▶ **PROBLEM DETAILS**: Once the line containing "det: hairy stem" is found, set down that line and each one after it exactly, through the end of the entries.

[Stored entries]
--- START ---
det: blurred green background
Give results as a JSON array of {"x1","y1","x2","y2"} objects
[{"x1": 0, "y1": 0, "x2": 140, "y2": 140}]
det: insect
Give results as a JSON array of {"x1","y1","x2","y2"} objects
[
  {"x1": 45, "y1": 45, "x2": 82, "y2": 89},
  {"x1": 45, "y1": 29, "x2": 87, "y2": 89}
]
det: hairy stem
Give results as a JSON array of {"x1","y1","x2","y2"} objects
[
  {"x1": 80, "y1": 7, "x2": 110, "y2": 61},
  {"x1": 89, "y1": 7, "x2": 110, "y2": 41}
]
--- END ---
▶ **SOLVED EXERCISE**:
det: hairy stem
Give results as a JSON array of {"x1","y1","x2","y2"} objects
[
  {"x1": 80, "y1": 7, "x2": 110, "y2": 61},
  {"x1": 89, "y1": 7, "x2": 110, "y2": 41}
]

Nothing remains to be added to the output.